_Problem to work on_
Transcribe the data that follows precisely, omitting nothing.

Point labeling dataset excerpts
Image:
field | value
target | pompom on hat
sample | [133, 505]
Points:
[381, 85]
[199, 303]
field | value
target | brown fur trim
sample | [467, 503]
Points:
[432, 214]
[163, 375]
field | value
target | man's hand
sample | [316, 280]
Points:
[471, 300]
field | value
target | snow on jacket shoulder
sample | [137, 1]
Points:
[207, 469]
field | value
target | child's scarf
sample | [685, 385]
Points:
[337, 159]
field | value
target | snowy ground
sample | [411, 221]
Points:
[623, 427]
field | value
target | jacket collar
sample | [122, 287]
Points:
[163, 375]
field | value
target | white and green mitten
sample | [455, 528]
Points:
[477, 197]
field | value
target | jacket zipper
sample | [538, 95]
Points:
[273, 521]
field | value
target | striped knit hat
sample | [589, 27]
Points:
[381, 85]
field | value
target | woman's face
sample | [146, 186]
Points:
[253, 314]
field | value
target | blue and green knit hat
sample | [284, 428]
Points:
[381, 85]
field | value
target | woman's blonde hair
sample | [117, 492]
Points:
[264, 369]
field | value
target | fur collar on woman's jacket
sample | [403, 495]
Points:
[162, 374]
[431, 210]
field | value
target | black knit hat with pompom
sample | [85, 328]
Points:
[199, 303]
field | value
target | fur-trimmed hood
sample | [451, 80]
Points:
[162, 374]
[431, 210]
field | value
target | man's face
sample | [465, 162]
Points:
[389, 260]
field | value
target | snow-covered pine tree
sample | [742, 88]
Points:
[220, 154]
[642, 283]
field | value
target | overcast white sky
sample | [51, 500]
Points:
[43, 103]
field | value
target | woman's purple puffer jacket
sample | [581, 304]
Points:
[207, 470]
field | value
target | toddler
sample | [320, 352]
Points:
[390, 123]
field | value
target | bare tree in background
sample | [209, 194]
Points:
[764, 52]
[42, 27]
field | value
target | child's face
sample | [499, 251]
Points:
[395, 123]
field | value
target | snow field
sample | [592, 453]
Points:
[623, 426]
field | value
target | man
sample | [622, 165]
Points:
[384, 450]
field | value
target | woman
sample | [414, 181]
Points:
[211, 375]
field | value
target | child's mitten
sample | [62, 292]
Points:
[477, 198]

_Solution_
Image:
field | value
target | pompom on hat
sample | [133, 505]
Points:
[381, 85]
[199, 303]
field | value
target | brown fur trim
sample | [467, 503]
Points:
[432, 214]
[163, 375]
field | value
target | man's hand
sample | [316, 280]
Points:
[471, 300]
field | value
target | snow on jacket shoulder
sample | [137, 1]
Points:
[207, 469]
field | value
target | child's scarf
sample | [685, 385]
Points:
[337, 159]
field | value
target | snowy ground
sample | [411, 221]
Points:
[623, 427]
field | value
target | jacket collar
sample | [122, 287]
Points:
[163, 375]
field | value
target | white and green mitten
sample | [455, 528]
Points:
[477, 197]
field | value
target | jacket zipper
sample | [538, 95]
Points:
[273, 521]
field | value
target | striped knit hat
sample | [589, 27]
Points:
[381, 85]
field | value
target | woman's face
sample | [146, 186]
Points:
[253, 314]
field | value
target | blue and green knit hat
sample | [284, 428]
Points:
[381, 85]
field | value
target | woman's blonde hair
sample | [117, 492]
Points:
[264, 369]
field | value
target | fur collar on woman's jacket
sample | [403, 495]
Points:
[162, 374]
[431, 210]
field | value
target | black knit hat with pompom
sample | [85, 328]
Points:
[199, 303]
field | value
target | fur-trimmed hood
sample | [451, 80]
Points:
[162, 374]
[431, 210]
field | value
target | man's face
sample | [465, 162]
Points:
[389, 260]
field | value
target | snow-covered pine tree
sample | [742, 88]
Points:
[220, 154]
[642, 283]
field | value
target | overcast white sky
sample | [51, 500]
Points:
[43, 103]
field | value
target | woman's purple puffer jacket
sample | [581, 304]
Points:
[207, 470]
field | value
target | toddler
sample | [320, 352]
Points:
[390, 123]
field | value
target | bare tree in background
sample | [209, 194]
Points:
[764, 52]
[42, 27]
field | value
target | child's face
sample | [499, 251]
Points:
[395, 123]
field | value
target | snow field
sample | [592, 453]
Points:
[623, 426]
field | value
target | man
sample | [622, 165]
Points:
[384, 450]
field | value
target | woman
sample | [414, 181]
Points:
[211, 375]
field | value
target | child's mitten
sample | [62, 292]
Points:
[477, 198]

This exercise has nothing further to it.